Work instructions: Copy out the lines from the one containing "man's hand, giving" through the end of the lines, word for word.

Stored records:
>> start

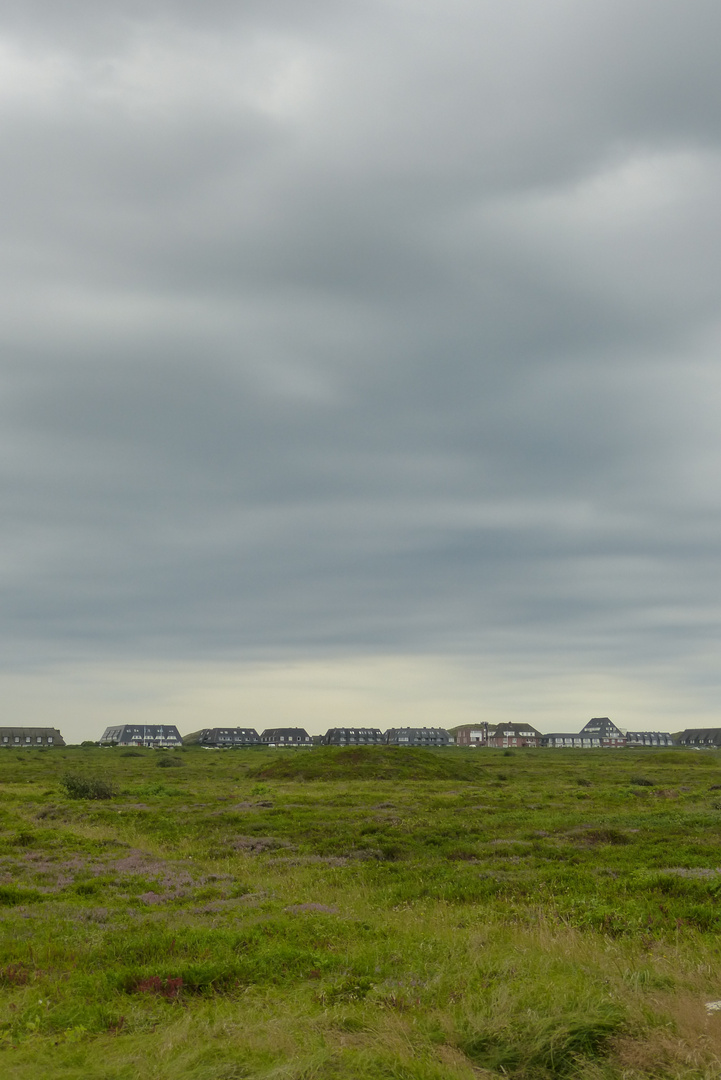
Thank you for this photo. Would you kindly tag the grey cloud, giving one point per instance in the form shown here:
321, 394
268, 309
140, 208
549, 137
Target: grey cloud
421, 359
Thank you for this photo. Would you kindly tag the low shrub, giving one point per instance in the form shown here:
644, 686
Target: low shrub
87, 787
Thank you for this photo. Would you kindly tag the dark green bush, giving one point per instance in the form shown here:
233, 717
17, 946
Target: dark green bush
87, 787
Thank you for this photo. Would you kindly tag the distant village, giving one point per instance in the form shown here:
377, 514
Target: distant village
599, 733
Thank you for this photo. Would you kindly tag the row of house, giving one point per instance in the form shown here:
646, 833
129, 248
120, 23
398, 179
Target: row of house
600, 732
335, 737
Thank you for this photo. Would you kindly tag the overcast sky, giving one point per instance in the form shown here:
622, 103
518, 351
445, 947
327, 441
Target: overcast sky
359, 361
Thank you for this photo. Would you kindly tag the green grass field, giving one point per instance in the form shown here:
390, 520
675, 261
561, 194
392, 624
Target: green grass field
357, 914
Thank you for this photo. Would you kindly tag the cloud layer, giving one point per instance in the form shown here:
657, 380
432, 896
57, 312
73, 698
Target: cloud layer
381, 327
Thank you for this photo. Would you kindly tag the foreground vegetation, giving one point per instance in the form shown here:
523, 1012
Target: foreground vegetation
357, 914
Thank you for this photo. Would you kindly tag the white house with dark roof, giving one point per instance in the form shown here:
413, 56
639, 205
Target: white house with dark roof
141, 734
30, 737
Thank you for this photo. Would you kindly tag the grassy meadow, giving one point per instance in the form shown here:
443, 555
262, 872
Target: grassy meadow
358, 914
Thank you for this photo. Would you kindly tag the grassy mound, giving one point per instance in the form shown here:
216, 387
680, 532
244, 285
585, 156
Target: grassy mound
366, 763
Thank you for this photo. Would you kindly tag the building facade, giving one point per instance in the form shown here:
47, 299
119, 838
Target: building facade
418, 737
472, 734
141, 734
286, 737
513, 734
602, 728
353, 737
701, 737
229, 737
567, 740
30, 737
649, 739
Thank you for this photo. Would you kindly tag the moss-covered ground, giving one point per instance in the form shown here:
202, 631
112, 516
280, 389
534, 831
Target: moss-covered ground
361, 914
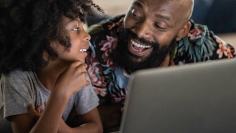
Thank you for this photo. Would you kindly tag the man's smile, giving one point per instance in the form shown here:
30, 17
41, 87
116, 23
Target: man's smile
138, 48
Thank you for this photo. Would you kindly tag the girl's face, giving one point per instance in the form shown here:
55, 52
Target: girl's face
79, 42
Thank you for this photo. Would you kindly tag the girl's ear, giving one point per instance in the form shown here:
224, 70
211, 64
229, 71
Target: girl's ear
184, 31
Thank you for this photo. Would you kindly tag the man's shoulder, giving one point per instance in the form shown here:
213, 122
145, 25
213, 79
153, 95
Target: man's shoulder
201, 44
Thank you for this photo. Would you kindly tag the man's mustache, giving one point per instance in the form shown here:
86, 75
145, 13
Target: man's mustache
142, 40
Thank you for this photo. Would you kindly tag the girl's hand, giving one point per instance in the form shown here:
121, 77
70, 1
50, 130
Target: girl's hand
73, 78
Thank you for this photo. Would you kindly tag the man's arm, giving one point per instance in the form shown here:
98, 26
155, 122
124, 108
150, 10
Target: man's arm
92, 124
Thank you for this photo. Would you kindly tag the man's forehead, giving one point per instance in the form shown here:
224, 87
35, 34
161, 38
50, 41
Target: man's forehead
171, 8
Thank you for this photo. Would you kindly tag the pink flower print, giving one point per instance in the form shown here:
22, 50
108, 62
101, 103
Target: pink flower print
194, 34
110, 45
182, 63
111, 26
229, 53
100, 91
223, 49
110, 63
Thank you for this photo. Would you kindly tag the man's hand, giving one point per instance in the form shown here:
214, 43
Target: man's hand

>> end

Solution to this problem:
Thank you for this photo. Would you kindly tag the man's hand, giving one point per instance in the form shown here:
214, 43
Target: man's hand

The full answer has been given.